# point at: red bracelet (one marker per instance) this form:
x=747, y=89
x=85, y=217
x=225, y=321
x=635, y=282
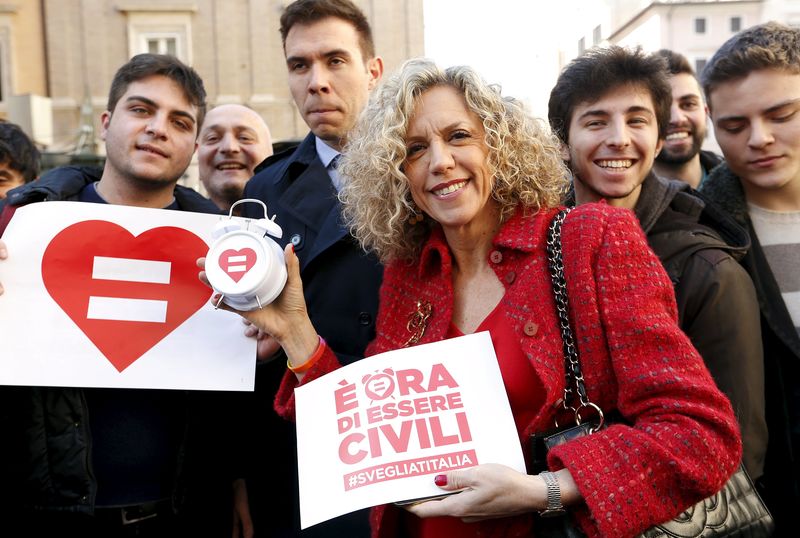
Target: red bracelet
x=312, y=360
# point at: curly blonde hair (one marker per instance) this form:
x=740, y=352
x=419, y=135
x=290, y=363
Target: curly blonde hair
x=524, y=158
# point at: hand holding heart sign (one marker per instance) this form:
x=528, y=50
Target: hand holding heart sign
x=286, y=318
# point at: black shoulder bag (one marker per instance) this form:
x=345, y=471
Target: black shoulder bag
x=736, y=510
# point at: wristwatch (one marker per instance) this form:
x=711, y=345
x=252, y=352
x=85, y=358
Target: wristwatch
x=554, y=506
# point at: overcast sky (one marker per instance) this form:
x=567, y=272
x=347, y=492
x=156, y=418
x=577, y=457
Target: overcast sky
x=510, y=42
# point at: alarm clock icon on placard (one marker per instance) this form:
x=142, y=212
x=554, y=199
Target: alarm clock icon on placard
x=244, y=265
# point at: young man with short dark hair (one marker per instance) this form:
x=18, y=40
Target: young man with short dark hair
x=753, y=87
x=610, y=108
x=332, y=67
x=109, y=462
x=682, y=156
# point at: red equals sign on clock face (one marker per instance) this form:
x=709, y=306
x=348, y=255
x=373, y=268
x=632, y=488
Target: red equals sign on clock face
x=129, y=309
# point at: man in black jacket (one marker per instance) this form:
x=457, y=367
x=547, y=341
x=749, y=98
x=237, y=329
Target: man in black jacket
x=108, y=462
x=332, y=67
x=610, y=108
x=681, y=156
x=753, y=89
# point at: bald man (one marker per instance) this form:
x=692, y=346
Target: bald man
x=233, y=140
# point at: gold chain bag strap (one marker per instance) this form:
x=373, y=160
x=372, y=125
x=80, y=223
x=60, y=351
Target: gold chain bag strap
x=736, y=510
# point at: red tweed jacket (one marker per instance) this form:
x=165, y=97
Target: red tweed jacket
x=683, y=442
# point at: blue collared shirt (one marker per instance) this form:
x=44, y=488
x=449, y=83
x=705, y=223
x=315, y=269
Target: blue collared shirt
x=327, y=154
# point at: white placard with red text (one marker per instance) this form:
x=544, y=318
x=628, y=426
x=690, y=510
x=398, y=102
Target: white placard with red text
x=378, y=430
x=108, y=296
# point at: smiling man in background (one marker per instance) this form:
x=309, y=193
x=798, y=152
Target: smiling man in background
x=233, y=140
x=681, y=156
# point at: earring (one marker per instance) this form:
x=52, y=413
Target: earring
x=415, y=218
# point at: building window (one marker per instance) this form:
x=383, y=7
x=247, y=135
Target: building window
x=159, y=30
x=159, y=43
x=700, y=25
x=699, y=65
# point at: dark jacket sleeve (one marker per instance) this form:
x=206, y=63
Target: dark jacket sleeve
x=720, y=314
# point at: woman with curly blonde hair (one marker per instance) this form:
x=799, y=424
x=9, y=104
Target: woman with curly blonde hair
x=455, y=187
x=524, y=159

# Work instruction:
The listing above should be repeated word for word, with every image left out.

# Answer below:
# point at: red bracelet (one marker per instance) this form:
x=747, y=89
x=85, y=217
x=225, y=321
x=635, y=282
Target: red bracelet
x=312, y=360
# point at: curly blonde hair (one marker per instance) this form:
x=740, y=352
x=419, y=135
x=290, y=363
Target: curly blonde hair
x=524, y=158
# point at: hand holding heart sign (one marker per instance) this form:
x=528, y=50
Target: hand holding heart sign
x=286, y=318
# point at: black shoulder bag (one marker per instance) this form:
x=345, y=471
Target: black shoulder bag
x=736, y=510
# point at: wristwatch (one marker per instance) this form:
x=711, y=345
x=252, y=352
x=85, y=358
Target: wristwatch
x=554, y=506
# point at: overcast sky (one marker per instance) this form:
x=567, y=272
x=347, y=492
x=156, y=418
x=577, y=457
Target: overcast sky
x=510, y=42
# point at: alarm clock icon on placard (one marker per instance) this form:
x=142, y=212
x=554, y=199
Target: alarm clock icon on placard
x=244, y=265
# point at: young man with short dark hair (one marker per instance) this form:
x=18, y=40
Target: young man with short dark hair
x=753, y=87
x=610, y=108
x=332, y=67
x=109, y=462
x=682, y=156
# point at: red equals sign on clock face (one marker per instance) this form:
x=709, y=306
x=348, y=255
x=373, y=268
x=632, y=488
Target: red equals sign on clock face
x=129, y=309
# point at: man in black jacket (one marker per instance) this form:
x=457, y=367
x=547, y=341
x=749, y=98
x=237, y=329
Target: man in black jacket
x=108, y=462
x=332, y=67
x=610, y=108
x=681, y=156
x=753, y=89
# point at: bald man (one marker per instance) this form:
x=692, y=346
Target: bald man
x=233, y=140
# point at: gold chain bag strap (one marker per instance) this form:
x=373, y=160
x=372, y=125
x=80, y=223
x=60, y=351
Target: gold chain bag strap
x=736, y=510
# point at: red tweed jacket (one marker per instance) this form:
x=165, y=97
Target: red tweed jacket
x=683, y=442
# point at: blue collared shirt (one marker per instance) this form:
x=44, y=488
x=449, y=83
x=705, y=223
x=315, y=269
Target: blue collared shirt
x=327, y=154
# point at: white placard with red text (one marker per instance) this form:
x=544, y=318
x=628, y=426
x=690, y=510
x=398, y=102
Target: white placard with red text
x=378, y=430
x=108, y=296
# point at: smiling man in background (one marker per instance) this form:
x=309, y=193
x=798, y=152
Target: smiling man in background
x=233, y=140
x=681, y=156
# point at: earring (one marker per instance) this form:
x=52, y=413
Target: earring
x=415, y=218
# point at: building window (one marker per instance) this form:
x=383, y=7
x=247, y=135
Target: building window
x=159, y=30
x=159, y=43
x=700, y=25
x=699, y=65
# point at: dark jacket sleeve (one marker per instance) this form:
x=206, y=63
Target: dark jacket sleeve
x=720, y=314
# point at: woman with curly blonde hair (one marker per instance) this form:
x=799, y=424
x=9, y=104
Target: woman with curly blonde hair
x=455, y=187
x=524, y=159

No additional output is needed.